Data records
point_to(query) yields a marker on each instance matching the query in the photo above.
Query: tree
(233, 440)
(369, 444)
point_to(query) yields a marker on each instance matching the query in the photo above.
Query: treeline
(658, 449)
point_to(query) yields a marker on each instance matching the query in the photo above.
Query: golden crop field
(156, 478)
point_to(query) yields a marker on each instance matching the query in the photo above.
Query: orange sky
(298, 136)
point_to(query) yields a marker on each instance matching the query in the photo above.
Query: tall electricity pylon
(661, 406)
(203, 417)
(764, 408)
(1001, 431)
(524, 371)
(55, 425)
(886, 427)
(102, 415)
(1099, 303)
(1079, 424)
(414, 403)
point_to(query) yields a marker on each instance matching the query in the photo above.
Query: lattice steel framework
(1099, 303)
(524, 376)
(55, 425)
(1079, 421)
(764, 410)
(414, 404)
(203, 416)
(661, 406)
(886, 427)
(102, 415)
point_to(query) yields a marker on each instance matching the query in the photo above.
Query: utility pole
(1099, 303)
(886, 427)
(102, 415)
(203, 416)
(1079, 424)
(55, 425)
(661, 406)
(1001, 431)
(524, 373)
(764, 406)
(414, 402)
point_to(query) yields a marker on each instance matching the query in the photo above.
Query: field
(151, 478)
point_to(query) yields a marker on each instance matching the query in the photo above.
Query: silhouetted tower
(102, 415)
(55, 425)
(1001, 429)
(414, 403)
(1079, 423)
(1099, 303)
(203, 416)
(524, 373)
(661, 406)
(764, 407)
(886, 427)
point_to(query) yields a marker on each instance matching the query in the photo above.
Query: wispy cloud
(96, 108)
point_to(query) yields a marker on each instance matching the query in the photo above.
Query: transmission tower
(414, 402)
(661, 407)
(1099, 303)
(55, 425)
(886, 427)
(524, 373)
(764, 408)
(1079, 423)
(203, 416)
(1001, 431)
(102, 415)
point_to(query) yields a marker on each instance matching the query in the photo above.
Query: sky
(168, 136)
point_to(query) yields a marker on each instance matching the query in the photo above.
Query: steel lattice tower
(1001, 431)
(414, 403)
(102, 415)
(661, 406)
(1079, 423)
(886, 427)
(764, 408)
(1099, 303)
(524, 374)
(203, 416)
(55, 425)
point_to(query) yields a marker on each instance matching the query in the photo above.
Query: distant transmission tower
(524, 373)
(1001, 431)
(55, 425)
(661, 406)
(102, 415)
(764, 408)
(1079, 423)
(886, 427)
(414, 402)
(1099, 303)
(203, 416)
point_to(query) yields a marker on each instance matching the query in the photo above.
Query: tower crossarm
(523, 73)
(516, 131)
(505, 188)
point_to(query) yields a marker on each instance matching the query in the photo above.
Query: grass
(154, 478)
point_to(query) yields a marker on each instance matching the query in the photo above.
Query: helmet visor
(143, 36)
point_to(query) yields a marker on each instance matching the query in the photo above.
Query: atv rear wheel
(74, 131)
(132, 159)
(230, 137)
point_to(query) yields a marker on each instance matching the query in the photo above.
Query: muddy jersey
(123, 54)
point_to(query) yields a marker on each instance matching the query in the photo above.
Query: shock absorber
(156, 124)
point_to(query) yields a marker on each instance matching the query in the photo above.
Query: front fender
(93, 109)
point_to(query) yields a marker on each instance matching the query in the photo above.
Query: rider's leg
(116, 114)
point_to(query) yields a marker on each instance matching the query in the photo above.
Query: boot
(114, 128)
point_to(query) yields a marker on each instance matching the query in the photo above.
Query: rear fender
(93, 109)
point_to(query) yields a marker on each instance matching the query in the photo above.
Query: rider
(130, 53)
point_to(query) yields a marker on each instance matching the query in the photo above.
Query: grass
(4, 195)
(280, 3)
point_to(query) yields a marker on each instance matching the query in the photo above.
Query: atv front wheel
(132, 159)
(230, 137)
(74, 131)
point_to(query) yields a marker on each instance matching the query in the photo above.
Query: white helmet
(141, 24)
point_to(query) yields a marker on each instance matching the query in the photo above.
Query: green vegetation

**BRIEF**
Write out all of the records once more, exactly.

**TASK SOLUTION**
point_to(query) yields a marker on each instance matching the query in the photo above.
Query: tree
(233, 440)
(369, 444)
point_to(query) yields a marker on each instance matching the query in the photo above.
Query: treeline
(658, 449)
point_to(query) yields a marker on each instance matching the query in the photo above.
Query: golden crop field
(156, 478)
point_to(query) yields a marker on each instance matching the query in the photo above.
Query: orange sky
(298, 136)
point_to(query) yields a marker on each instance matching the query in the photo above.
Query: tall electricity pylon
(661, 406)
(203, 417)
(764, 408)
(1001, 431)
(524, 371)
(55, 425)
(886, 427)
(102, 415)
(1099, 303)
(1079, 424)
(414, 403)
point_to(query) yields a marker on each instance matching the query in the photo above.
Query: lattice steel framework
(1099, 303)
(524, 376)
(55, 425)
(1079, 421)
(764, 410)
(414, 404)
(203, 416)
(661, 406)
(886, 427)
(102, 415)
point_to(query) yields a marker on each instance matching the query in the photo above.
Query: utility pole
(1099, 303)
(886, 427)
(102, 415)
(203, 416)
(1079, 424)
(55, 425)
(661, 406)
(1001, 431)
(524, 373)
(764, 406)
(414, 402)
point_to(query) yields a marker on each instance matching the query in the photo above.
Query: field
(151, 478)
point_to(query) yields a marker on each instance matching the query in the photo above.
Query: silhouetted tower
(102, 415)
(55, 425)
(1001, 429)
(414, 403)
(1079, 423)
(1099, 303)
(203, 416)
(524, 373)
(661, 406)
(764, 407)
(886, 427)
point_to(query) yields a marker on each instance matching the query in the photo above.
Query: wispy cloud
(96, 108)
point_to(query) yields a marker on each instance matching the query in the photo above.
Query: transmission tower
(414, 402)
(661, 407)
(1099, 303)
(55, 425)
(886, 427)
(524, 373)
(764, 408)
(1079, 423)
(203, 416)
(1001, 431)
(102, 415)
point_to(query) yields a marker on each instance matching the query in the photo above.
Query: sky
(168, 136)
point_to(query) yields a marker on each instance matching the query in the photo above.
Query: steel lattice tower
(1001, 431)
(414, 403)
(102, 415)
(661, 406)
(1079, 423)
(886, 427)
(764, 408)
(1099, 303)
(524, 374)
(203, 416)
(55, 425)
point_to(query) yields a marker on each instance matching the query in the photo above.
Query: distant transmission tower
(524, 373)
(1001, 431)
(55, 425)
(661, 406)
(102, 415)
(764, 408)
(1079, 423)
(886, 427)
(414, 402)
(1099, 303)
(203, 416)
point_to(query) yields a marker on each instance matching the query in the photo above.
Query: tower crossarm
(523, 73)
(516, 131)
(505, 188)
point_to(query) yields a marker on each instance matching the query in the photo above.
Query: grass
(154, 478)
point_to(query) yields a marker on each instance matching the query in the photo above.
Query: helmet visor
(143, 36)
point_to(query) yields a marker on each instance matching the query in the photo above.
Query: atv rear wheel
(74, 131)
(132, 159)
(230, 137)
point_to(query) yields a marker on each instance matching the query in the photo above.
Query: muddy jersey
(123, 54)
point_to(query) yields a marker on each instance matching the query in the photo above.
Query: shock absorber
(156, 124)
point_to(query) yields a marker on each instance matching the query in the photo above.
Query: front fender
(93, 109)
point_to(query) yields a marker on each instance matching the query in the photo above.
Query: rider's leg
(116, 114)
point_to(query) yields a marker on each instance matching the query in the photo above.
Query: boot
(114, 128)
point_to(query) yields a marker on each instance matching the query in the photo above.
Query: rear fender
(93, 109)
point_to(query) yields a marker on each instance matching the query in the photo above.
Query: rider
(130, 53)
point_to(query) yields a marker on each instance matching the query in the photo above.
Query: grass
(4, 195)
(280, 3)
point_to(query) yields a marker on each instance matching the query in the photo above.
Query: atv front wheel
(132, 159)
(230, 137)
(74, 131)
point_to(query) yields a marker on each instance matching the query in the photo above.
Query: white helmet
(141, 24)
point_to(query) yields a marker on each instance matching the query in the photo above.
Query: green vegetation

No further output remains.